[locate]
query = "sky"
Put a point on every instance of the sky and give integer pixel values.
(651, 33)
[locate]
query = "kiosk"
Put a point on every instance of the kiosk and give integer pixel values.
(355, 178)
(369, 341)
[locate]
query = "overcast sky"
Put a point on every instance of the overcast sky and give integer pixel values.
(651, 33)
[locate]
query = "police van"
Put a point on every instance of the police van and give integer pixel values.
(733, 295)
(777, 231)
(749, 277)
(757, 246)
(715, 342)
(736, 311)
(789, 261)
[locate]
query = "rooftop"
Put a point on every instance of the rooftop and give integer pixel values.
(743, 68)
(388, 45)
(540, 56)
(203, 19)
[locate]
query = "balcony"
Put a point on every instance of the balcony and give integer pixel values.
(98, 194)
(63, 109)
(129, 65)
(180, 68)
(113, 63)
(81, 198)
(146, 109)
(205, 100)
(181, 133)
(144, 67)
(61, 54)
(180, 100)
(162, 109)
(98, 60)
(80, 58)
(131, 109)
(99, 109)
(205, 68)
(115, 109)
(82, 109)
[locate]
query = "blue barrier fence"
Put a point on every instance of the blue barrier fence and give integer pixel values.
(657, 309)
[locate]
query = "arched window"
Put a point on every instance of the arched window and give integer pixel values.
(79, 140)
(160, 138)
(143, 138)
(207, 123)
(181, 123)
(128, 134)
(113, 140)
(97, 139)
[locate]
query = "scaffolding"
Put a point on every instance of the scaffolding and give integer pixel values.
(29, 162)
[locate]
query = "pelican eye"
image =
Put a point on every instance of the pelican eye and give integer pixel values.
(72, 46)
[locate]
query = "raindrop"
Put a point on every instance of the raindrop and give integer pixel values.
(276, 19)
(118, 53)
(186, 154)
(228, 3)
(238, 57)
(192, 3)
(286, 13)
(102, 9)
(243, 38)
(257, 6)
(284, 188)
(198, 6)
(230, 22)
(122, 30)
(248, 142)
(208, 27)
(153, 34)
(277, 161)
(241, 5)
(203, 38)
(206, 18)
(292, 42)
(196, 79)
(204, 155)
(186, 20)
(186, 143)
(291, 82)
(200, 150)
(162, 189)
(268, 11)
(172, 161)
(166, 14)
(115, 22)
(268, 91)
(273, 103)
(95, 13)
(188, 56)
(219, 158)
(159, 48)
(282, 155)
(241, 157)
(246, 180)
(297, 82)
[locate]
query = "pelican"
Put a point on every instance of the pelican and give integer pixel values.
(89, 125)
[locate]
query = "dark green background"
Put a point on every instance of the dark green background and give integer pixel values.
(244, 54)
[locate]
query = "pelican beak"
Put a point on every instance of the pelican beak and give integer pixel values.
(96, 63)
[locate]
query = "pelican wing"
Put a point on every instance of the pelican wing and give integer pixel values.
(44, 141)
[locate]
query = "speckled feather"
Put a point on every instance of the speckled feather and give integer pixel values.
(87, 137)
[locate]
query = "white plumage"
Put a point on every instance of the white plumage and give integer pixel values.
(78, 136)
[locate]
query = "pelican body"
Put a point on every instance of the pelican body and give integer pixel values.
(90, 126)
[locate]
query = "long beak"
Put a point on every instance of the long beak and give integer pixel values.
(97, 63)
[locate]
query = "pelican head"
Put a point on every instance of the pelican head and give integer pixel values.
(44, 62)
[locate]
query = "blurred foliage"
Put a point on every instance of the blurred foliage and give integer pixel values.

EXERCISE AIM:
Print every entry from the material exactly.

EXERCISE RESPONSE:
[locate]
query = "sky"
Put a point on every instance of the sky and give integer pixel values.
(651, 33)
[locate]
query = "kiosk"
Put a point on every instance of the kiosk and give integer pixel values.
(355, 178)
(369, 341)
[locate]
query = "overcast sky"
Put a point on every instance of the overcast sky and give integer pixel values.
(651, 33)
[locate]
query = "police van"
Put a point on every instance of the police van and give integer pixel values.
(733, 295)
(777, 231)
(749, 277)
(757, 246)
(715, 342)
(736, 311)
(789, 261)
[locate]
query = "rooftop"
Put a point on every instance of the rooftop and give integer pixel values.
(743, 68)
(388, 45)
(540, 56)
(203, 19)
[locate]
query = "balcony"
Put a point on every instance of the balcony and give integer pixel values.
(98, 194)
(63, 109)
(129, 65)
(180, 68)
(113, 63)
(81, 198)
(146, 109)
(205, 100)
(181, 133)
(144, 67)
(61, 54)
(180, 100)
(162, 109)
(98, 60)
(80, 58)
(131, 109)
(99, 109)
(205, 68)
(115, 109)
(82, 109)
[locate]
query = "blue barrier fence"
Put a point on every instance of the blue barrier fence and give integer pixel values.
(657, 309)
[locate]
query = "arched window"
Put a point on every instance of the arched window and give integer pixel values.
(79, 140)
(160, 138)
(143, 138)
(207, 123)
(181, 123)
(128, 134)
(113, 140)
(97, 139)
[locate]
query = "scaffolding"
Put a point on every instance of the scaffolding and give integer pixel values.
(29, 162)
[locate]
query = "pelican eye"
image =
Put a point on every instance of the pelican eye and give integer pixel values.
(72, 46)
[locate]
query = "raindrop"
Put a point on every instance of the raindrop and give integer pixel values.
(276, 19)
(118, 53)
(186, 154)
(228, 3)
(238, 57)
(192, 3)
(286, 13)
(102, 9)
(243, 38)
(257, 6)
(284, 188)
(198, 6)
(230, 22)
(122, 30)
(248, 142)
(208, 27)
(153, 34)
(277, 161)
(241, 5)
(203, 38)
(206, 18)
(292, 42)
(196, 79)
(204, 155)
(186, 20)
(186, 143)
(291, 82)
(200, 150)
(162, 189)
(268, 11)
(172, 161)
(166, 14)
(115, 22)
(268, 91)
(273, 103)
(95, 13)
(188, 56)
(219, 158)
(159, 48)
(282, 155)
(241, 157)
(246, 180)
(297, 82)
[locate]
query = "pelican"
Put a point on every instance of the pelican and give integer pixel values.
(89, 125)
[locate]
query = "dark green background"
Put a point on every instance of the dark green background and give integer pixel values.
(244, 54)
[locate]
query = "pelican beak"
Put a point on every instance of the pelican beak and give integer pixel values.
(96, 63)
[locate]
query = "pelican wing"
Put a point on every instance of the pelican wing and give integer pixel values.
(44, 141)
[locate]
query = "speckled feather"
Put a point on every instance of the speckled feather and give integer pixel values.
(87, 137)
[locate]
query = "white plumage"
Put a point on every instance of the white plumage and give integer pixel values.
(78, 136)
[locate]
query = "pelican body"
Put a point on every instance of the pelican body and give integer pixel values.
(90, 126)
[locate]
query = "long beak"
Put a point on every instance of the long beak and give integer pixel values.
(97, 63)
[locate]
query = "pelican head"
Put a point on every instance of the pelican head and give integer pixel values.
(44, 62)
[locate]
query = "blurred foliage"
Put a point on every instance of the blurred foliage and give integer pixel values.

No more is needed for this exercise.